Raw listing
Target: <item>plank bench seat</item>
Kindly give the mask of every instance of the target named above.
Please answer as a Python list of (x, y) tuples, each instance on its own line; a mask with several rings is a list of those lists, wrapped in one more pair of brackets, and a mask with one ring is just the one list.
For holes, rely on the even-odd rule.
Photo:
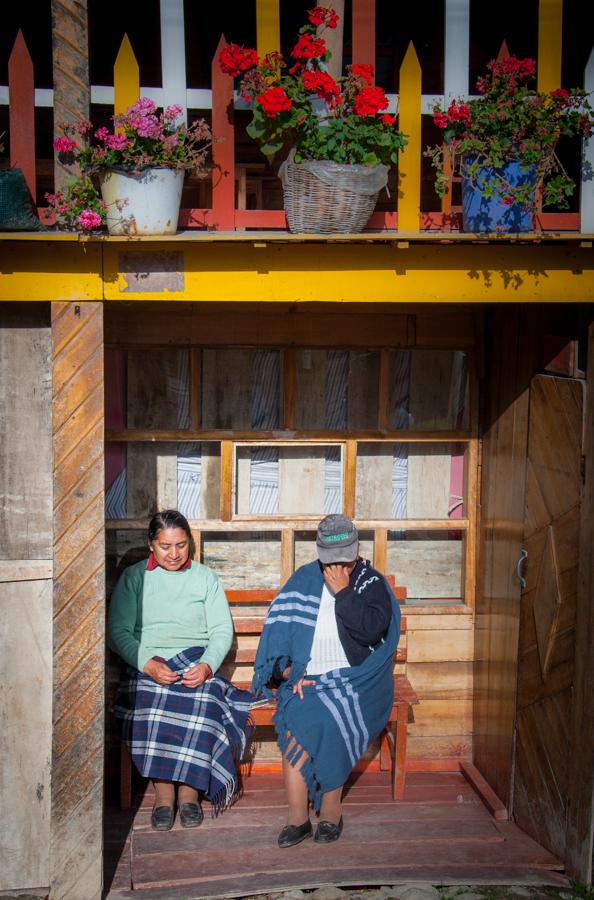
[[(392, 586), (399, 603), (406, 600), (406, 588), (395, 587), (393, 577), (388, 580)], [(278, 591), (268, 589), (228, 590), (225, 592), (233, 615), (235, 636), (233, 645), (225, 658), (224, 666), (253, 665), (256, 648), (239, 648), (237, 636), (249, 635), (259, 637), (262, 633), (266, 608), (261, 613), (241, 615), (242, 607), (258, 607), (269, 604)], [(402, 616), (400, 621), (400, 633), (406, 634), (406, 618)], [(396, 663), (406, 662), (406, 647), (400, 644), (394, 654)], [(250, 682), (238, 680), (233, 676), (233, 683), (244, 690), (249, 690)], [(394, 675), (394, 704), (388, 719), (388, 723), (381, 736), (380, 743), (380, 770), (391, 770), (392, 799), (402, 800), (404, 796), (404, 784), (406, 778), (406, 739), (407, 725), (413, 720), (413, 706), (419, 702), (412, 685), (405, 674), (398, 672)], [(256, 726), (272, 725), (272, 718), (276, 710), (274, 701), (255, 706), (251, 711), (251, 717)], [(120, 806), (129, 809), (132, 804), (132, 762), (128, 747), (124, 741), (121, 743), (120, 754)]]

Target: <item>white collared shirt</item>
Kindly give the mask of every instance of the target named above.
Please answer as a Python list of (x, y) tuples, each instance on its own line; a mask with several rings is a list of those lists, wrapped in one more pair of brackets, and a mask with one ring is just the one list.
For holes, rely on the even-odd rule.
[(335, 603), (334, 595), (324, 584), (311, 645), (311, 658), (307, 664), (308, 675), (322, 675), (332, 669), (343, 669), (345, 666), (350, 666), (338, 636)]

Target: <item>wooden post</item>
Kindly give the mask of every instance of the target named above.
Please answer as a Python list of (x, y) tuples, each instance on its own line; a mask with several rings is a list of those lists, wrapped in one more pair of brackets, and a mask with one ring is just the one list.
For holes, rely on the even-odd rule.
[(221, 35), (212, 61), (212, 214), (217, 231), (235, 229), (235, 128), (233, 79), (221, 72), (219, 53), (226, 45)]
[(103, 307), (52, 303), (52, 900), (101, 897), (105, 680)]
[[(52, 0), (54, 129), (89, 118), (89, 20), (87, 0)], [(54, 157), (55, 189), (60, 190), (72, 167)]]
[[(585, 396), (584, 481), (581, 494), (575, 663), (570, 755), (565, 868), (571, 878), (592, 884), (594, 809), (594, 324), (588, 340), (588, 382)], [(578, 779), (578, 780), (576, 780)]]
[(8, 60), (10, 165), (22, 170), (35, 201), (35, 88), (33, 63), (19, 30)]
[(375, 71), (375, 0), (353, 0), (353, 62)]
[(536, 89), (554, 91), (561, 87), (561, 39), (563, 0), (539, 0), (538, 68)]
[(280, 50), (279, 0), (256, 0), (256, 34), (258, 56)]
[(140, 70), (125, 34), (113, 67), (113, 111), (123, 115), (140, 97)]

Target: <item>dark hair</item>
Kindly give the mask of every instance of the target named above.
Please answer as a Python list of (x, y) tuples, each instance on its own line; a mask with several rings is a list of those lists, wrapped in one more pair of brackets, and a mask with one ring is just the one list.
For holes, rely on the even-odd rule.
[(177, 509), (164, 509), (161, 512), (155, 513), (149, 522), (149, 543), (154, 541), (159, 532), (163, 531), (165, 528), (181, 528), (182, 531), (185, 531), (190, 544), (190, 557), (193, 559), (196, 554), (196, 544), (186, 517)]

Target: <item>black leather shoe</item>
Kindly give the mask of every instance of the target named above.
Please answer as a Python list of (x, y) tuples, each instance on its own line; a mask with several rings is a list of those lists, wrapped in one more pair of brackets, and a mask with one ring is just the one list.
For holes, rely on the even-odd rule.
[(170, 831), (174, 818), (172, 806), (155, 806), (151, 815), (151, 827), (155, 831)]
[(335, 825), (334, 822), (320, 822), (314, 834), (314, 841), (318, 844), (331, 844), (332, 841), (337, 841), (341, 834), (342, 816), (338, 825)]
[(204, 821), (204, 813), (198, 803), (180, 803), (179, 824), (182, 828), (197, 828)]
[(309, 819), (303, 825), (285, 825), (278, 836), (279, 847), (294, 847), (306, 838), (311, 837), (313, 828)]

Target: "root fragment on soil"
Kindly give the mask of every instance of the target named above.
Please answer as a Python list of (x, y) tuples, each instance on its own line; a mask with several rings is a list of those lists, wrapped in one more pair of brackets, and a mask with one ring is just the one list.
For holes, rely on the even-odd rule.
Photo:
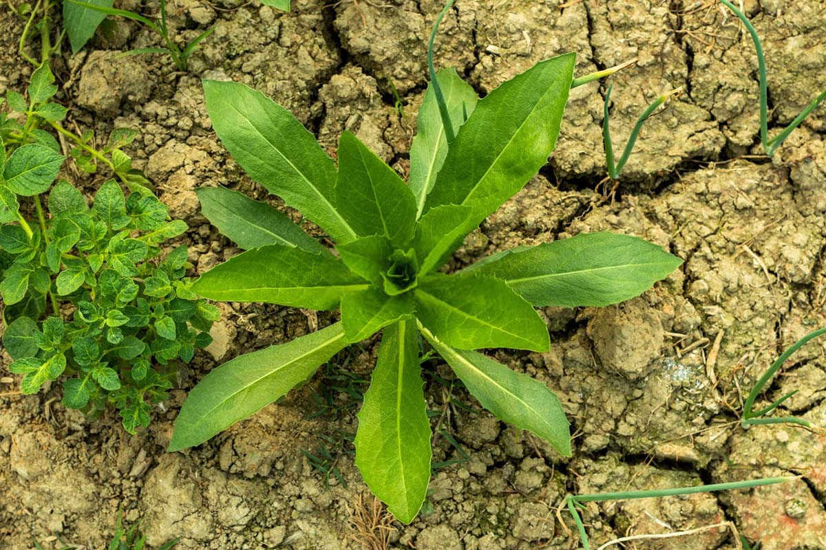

### [WHAT YOU HAVE TO DO]
Transcribe the entire listing above word for word, but leave the pictures out of your answer.

### [CORRECT RESPONSE]
Target: <item>plank bench seat</item>
Kindly give the mask of every instance of the target named above.
Please answer as a Python list of (x, y) tuples, each instance on its own line; a mask with several rings is a list of those lists, wrapped in one more pair of brackets, and a mask with one ring is just the one list.
For holes, rely on the even-odd rule.
Photo:
[[(392, 586), (399, 603), (406, 600), (406, 588), (395, 587), (393, 577), (388, 580)], [(278, 591), (268, 589), (228, 590), (225, 592), (233, 615), (235, 636), (233, 645), (225, 658), (224, 666), (253, 665), (256, 648), (239, 648), (237, 636), (249, 635), (259, 637), (262, 633), (266, 608), (261, 613), (241, 615), (242, 607), (258, 607), (269, 604)], [(402, 616), (400, 621), (400, 633), (406, 634), (406, 618)], [(396, 663), (406, 662), (406, 647), (400, 644), (394, 654)], [(250, 682), (238, 680), (233, 676), (233, 683), (244, 690), (249, 690)], [(394, 675), (394, 704), (388, 719), (388, 723), (381, 736), (380, 743), (380, 770), (391, 770), (392, 799), (402, 800), (404, 796), (404, 784), (406, 778), (406, 739), (407, 725), (413, 720), (413, 706), (419, 702), (412, 685), (405, 674), (398, 672)], [(256, 726), (272, 725), (272, 718), (276, 710), (274, 701), (255, 706), (251, 711), (251, 717)], [(120, 806), (129, 809), (132, 804), (132, 762), (128, 747), (124, 741), (121, 743), (120, 754)]]

Target: <item>white collared shirt</item>
Kindly give the mask of every instance of the target named above.
Please answer as a Python list of (x, y) tuples, each instance on its own line; a mask with several rings is a list of those lists, wrapped in one more pair of brackets, and a mask with one ring is just the one list.
For holes, rely on the even-odd rule.
[(335, 603), (334, 595), (324, 584), (311, 645), (311, 658), (307, 664), (308, 675), (322, 675), (332, 669), (343, 669), (345, 666), (350, 666), (338, 636)]

Target: <item>wooden post</item>
Kindly give the mask of every instance of the target named above.
Please answer as a Python list of (x, y) tuples, each instance on its own line; a mask with several rings is a list of those lists, wrapped in one more pair of brackets, and a mask with one ring is just the one list.
For holes, rely on the even-odd rule.
[(221, 35), (212, 61), (212, 214), (217, 231), (235, 229), (235, 128), (233, 79), (221, 72), (219, 53), (226, 45)]
[(103, 307), (52, 303), (52, 900), (101, 897), (105, 680)]
[[(52, 0), (54, 129), (89, 118), (89, 20), (87, 0)], [(54, 157), (55, 189), (60, 190), (72, 167)]]
[[(585, 396), (584, 481), (581, 494), (575, 663), (570, 755), (565, 868), (571, 878), (592, 884), (594, 809), (594, 324), (588, 340), (588, 382)], [(578, 779), (578, 780), (576, 780)]]
[(8, 60), (10, 165), (22, 170), (35, 201), (35, 88), (33, 63), (19, 30)]
[(375, 71), (375, 0), (353, 0), (353, 62)]
[(536, 89), (554, 91), (561, 87), (561, 39), (563, 0), (539, 0), (538, 68)]
[(280, 50), (279, 0), (256, 0), (256, 34), (258, 56)]
[(140, 70), (125, 34), (113, 67), (113, 111), (123, 115), (140, 97)]

Target: <item>dark hair</item>
Kindly give the mask of every instance of the target named above.
Please answer as a Python list of (x, y) tuples, each instance on its own line; a mask with several rings is a list of those lists, wrapped in one more pair of brackets, and a mask with one ring is just the one list.
For holes, rely on the even-odd rule.
[(177, 509), (164, 509), (161, 512), (155, 513), (149, 522), (149, 543), (154, 541), (159, 532), (163, 531), (165, 528), (181, 528), (182, 531), (185, 531), (190, 544), (190, 557), (193, 559), (196, 554), (196, 544), (186, 517)]

Target: <item>black leather shoe</item>
Kindly give the mask of every instance of the target named above.
Please answer as a Python list of (x, y) tuples, each instance on its own line; a mask with several rings is a list of those lists, wrapped in one more pair of brackets, and a mask with one ring is just the one list.
For holes, rely on the even-odd rule.
[(170, 831), (174, 818), (172, 806), (155, 806), (151, 815), (151, 827), (155, 831)]
[(335, 825), (334, 822), (320, 822), (314, 834), (314, 841), (318, 844), (331, 844), (332, 841), (337, 841), (341, 834), (342, 816), (338, 825)]
[(204, 821), (204, 813), (198, 803), (180, 803), (179, 824), (182, 828), (197, 828)]
[(309, 819), (303, 825), (285, 825), (278, 836), (279, 847), (294, 847), (306, 838), (311, 837), (313, 828)]

Target: "root fragment on soil"
Kindly give the mask of every instance of the target named above.
Please answer as a Python list of (x, y) tuples, each instance on its own line; a mask with several rings is a list of those lists, wrapped in one more pair of brackets, and a mask with one ring is just the one list.
For holes, rely on the even-odd rule.
Photo:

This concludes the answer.